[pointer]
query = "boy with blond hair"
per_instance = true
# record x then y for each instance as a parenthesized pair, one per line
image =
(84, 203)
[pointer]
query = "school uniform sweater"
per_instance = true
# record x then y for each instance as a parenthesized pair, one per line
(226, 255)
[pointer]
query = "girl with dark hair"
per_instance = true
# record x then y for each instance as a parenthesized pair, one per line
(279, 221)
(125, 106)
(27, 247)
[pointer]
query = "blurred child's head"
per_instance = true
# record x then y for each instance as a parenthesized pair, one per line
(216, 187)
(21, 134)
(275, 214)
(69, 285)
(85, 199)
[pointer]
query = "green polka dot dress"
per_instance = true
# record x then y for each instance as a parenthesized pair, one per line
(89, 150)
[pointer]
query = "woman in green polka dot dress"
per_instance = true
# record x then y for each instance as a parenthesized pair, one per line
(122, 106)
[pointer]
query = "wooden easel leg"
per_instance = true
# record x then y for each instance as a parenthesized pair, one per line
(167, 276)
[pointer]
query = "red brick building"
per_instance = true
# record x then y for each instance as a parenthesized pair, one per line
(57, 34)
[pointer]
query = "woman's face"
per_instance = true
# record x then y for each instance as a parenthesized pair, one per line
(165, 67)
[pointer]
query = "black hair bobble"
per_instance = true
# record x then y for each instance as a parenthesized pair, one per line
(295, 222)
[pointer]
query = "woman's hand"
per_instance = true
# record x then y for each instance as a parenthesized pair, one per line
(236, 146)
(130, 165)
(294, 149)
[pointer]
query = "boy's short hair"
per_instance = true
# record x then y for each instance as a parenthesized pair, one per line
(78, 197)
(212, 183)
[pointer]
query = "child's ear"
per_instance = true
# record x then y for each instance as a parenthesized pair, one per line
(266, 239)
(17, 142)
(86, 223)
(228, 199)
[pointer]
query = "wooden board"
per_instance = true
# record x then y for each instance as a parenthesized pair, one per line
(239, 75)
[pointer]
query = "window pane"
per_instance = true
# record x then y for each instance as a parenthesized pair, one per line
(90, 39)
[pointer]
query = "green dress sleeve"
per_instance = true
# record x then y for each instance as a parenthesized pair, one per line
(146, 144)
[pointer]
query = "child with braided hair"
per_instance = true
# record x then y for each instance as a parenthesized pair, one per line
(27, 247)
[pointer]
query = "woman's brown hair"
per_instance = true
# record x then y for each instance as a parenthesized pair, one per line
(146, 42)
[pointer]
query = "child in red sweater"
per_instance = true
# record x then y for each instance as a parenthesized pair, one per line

• • • • •

■ Problem to solve ■
Gather every line in the records above that contains the word "child", and copy each one unchanged.

■ Exercise result ■
query = "blurred child's head"
query = "child's ear"
query = "child with braided hair"
query = "child in red sweater"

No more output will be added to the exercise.